# Exercise details
Render the entries below as a JSON list of strings, one string per line with blank lines omitted. Begin at the line that contains "Regarding the road", stop after the line that contains "[159,367,244,431]", and include no other lines.
-=-=-
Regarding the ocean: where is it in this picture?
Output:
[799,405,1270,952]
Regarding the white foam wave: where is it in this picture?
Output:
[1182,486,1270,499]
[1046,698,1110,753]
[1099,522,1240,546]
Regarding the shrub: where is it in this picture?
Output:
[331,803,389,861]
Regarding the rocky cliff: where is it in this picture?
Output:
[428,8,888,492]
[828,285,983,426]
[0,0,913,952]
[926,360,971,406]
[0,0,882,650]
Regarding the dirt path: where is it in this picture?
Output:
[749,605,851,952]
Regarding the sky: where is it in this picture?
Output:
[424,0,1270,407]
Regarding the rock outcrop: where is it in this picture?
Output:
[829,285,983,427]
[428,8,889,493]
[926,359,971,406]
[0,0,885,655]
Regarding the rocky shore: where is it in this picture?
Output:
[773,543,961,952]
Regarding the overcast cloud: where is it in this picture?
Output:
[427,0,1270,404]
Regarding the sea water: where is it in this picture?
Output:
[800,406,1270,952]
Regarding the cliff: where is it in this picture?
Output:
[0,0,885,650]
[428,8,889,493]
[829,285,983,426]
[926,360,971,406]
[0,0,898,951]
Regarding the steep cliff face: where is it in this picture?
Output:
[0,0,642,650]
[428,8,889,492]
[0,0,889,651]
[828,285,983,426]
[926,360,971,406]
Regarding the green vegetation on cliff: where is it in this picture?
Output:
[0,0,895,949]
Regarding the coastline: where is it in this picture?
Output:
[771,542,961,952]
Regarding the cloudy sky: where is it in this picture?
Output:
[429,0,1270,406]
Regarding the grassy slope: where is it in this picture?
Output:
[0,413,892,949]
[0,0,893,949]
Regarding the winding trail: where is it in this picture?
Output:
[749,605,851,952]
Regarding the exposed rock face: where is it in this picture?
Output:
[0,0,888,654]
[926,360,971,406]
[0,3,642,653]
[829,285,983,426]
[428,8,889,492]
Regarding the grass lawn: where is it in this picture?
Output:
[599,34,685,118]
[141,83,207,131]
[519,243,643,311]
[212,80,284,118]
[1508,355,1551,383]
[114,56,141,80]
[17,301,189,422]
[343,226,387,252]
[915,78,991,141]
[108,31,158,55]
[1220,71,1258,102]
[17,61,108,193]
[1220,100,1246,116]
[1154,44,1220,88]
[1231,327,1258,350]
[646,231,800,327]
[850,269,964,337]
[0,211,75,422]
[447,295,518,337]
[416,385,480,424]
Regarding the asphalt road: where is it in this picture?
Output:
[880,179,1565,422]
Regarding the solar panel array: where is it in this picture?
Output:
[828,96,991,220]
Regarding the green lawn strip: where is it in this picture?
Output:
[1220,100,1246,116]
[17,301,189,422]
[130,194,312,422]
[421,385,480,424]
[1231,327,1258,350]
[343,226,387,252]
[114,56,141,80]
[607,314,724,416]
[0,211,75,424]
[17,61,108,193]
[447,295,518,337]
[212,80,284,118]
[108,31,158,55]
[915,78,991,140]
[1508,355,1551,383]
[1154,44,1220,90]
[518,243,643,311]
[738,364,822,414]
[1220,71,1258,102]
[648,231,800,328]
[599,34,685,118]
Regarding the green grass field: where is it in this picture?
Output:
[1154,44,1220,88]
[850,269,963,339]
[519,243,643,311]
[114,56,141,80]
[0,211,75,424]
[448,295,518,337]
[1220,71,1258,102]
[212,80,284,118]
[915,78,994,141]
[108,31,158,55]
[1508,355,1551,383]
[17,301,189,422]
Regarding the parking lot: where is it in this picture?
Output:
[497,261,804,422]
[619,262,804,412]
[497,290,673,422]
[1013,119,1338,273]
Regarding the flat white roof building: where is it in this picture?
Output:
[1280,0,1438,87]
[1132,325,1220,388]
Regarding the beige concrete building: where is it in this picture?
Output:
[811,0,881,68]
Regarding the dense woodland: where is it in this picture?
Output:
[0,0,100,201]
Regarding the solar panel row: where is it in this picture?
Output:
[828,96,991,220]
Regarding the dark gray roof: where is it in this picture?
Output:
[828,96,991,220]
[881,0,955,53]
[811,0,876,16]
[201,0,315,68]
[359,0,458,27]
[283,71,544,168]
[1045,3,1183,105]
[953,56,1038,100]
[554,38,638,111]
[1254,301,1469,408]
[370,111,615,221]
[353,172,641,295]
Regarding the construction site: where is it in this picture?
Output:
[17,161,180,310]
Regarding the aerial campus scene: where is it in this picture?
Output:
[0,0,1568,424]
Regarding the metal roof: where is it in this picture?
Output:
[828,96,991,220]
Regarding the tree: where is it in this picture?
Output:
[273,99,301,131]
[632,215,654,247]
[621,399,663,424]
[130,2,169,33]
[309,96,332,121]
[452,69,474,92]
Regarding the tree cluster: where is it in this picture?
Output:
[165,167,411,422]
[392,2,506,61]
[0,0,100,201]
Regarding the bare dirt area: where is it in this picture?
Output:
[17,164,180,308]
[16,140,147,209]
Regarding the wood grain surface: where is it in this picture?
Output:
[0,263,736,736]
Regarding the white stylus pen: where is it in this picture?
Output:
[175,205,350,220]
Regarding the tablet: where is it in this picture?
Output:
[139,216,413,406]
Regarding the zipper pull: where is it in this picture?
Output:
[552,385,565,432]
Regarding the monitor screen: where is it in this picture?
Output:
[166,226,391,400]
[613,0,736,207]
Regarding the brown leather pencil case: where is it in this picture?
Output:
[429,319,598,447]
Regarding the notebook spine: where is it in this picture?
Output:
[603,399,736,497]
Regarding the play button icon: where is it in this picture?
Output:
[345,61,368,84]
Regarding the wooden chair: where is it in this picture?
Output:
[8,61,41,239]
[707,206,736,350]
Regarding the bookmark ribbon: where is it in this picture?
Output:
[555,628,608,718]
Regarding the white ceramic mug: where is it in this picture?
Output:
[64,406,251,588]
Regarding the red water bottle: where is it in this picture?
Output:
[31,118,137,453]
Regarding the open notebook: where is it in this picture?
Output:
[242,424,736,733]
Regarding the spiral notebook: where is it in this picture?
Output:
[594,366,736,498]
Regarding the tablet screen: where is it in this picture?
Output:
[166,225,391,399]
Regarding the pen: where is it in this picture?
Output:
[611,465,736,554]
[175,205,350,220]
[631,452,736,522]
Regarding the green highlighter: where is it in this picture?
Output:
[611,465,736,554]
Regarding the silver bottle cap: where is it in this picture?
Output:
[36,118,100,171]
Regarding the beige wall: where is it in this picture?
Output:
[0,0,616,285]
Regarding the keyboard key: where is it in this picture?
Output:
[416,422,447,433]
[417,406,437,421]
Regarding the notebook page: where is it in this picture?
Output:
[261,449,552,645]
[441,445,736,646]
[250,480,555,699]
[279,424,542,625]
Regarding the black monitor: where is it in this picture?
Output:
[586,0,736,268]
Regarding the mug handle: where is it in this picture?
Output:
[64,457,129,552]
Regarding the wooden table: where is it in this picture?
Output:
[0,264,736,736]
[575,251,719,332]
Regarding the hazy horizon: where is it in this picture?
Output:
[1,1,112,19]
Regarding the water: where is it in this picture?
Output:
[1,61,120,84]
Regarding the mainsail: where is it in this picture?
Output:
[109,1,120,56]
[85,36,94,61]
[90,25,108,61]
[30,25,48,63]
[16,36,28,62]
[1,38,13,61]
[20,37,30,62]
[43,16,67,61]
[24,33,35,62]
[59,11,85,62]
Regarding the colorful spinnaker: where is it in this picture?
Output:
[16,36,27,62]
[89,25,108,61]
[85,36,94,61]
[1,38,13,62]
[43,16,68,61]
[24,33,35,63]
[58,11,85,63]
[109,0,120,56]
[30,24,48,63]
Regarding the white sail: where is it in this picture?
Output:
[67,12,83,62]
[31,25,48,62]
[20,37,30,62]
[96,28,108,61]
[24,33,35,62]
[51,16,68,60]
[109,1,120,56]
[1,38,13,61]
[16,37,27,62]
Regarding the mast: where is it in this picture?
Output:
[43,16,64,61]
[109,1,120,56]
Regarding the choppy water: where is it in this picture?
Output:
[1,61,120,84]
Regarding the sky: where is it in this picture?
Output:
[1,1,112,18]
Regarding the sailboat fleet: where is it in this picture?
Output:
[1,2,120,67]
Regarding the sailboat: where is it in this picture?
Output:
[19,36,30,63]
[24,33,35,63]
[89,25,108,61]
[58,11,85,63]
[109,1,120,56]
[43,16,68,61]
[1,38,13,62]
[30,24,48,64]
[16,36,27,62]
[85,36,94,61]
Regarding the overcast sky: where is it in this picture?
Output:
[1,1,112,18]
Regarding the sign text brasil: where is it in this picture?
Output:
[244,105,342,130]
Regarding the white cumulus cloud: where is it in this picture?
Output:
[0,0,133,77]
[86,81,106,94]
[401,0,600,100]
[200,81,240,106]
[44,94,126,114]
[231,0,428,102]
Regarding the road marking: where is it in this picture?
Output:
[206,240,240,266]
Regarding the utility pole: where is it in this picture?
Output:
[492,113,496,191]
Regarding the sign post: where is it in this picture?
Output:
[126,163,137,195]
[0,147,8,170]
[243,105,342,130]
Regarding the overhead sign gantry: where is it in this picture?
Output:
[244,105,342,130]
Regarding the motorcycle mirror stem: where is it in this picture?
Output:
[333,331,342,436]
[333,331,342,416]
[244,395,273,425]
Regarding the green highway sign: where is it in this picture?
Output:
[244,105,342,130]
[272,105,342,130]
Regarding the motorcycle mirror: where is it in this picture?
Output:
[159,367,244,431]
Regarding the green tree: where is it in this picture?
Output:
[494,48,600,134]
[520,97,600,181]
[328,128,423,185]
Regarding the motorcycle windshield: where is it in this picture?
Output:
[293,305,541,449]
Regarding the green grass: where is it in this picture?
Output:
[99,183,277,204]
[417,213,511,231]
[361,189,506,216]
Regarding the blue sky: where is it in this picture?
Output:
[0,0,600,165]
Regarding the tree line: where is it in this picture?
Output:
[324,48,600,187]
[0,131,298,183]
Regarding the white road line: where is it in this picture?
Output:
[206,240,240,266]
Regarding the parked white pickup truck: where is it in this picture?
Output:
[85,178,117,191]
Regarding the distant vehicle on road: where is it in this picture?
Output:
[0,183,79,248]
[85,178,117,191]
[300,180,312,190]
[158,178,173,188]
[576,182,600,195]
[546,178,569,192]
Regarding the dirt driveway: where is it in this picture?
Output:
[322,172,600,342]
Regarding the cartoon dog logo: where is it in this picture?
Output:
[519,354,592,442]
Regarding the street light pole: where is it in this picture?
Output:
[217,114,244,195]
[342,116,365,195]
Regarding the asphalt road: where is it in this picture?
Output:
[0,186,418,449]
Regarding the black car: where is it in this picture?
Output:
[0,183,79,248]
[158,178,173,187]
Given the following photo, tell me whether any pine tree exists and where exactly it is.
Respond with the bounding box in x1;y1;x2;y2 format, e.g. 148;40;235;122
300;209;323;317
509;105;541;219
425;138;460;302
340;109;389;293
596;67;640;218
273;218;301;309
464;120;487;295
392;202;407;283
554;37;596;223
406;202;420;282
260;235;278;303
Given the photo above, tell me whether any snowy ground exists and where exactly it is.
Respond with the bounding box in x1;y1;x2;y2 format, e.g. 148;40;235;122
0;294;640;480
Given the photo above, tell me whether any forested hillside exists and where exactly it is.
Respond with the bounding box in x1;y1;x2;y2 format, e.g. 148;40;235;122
-=-=-
# Worked solution
[
  "Regarding the road marking: where is it in this picture?",
  "Output:",
  "[206,240,240,266]",
  "Regarding the utility pole: where is it in this picture?",
  "Output:",
  "[492,113,496,191]",
  "Regarding the sign post: where is it in this picture?",
  "Output:",
  "[126,163,137,195]",
  "[0,147,8,170]",
  "[243,105,342,130]",
  "Regarding the overhead sign gantry: where is it in this picture?",
  "Output:",
  "[244,105,342,130]",
  "Regarding the motorcycle mirror stem: where is it in this picture?",
  "Output:",
  "[333,331,342,436]",
  "[333,331,342,416]",
  "[244,395,273,425]",
  "Regarding the green highway sign: where is it in this picture?",
  "Output:",
  "[244,105,342,130]",
  "[272,105,342,130]",
  "Regarding the motorcycle mirror: where is it in this picture?",
  "Output:",
  "[159,367,244,431]"
]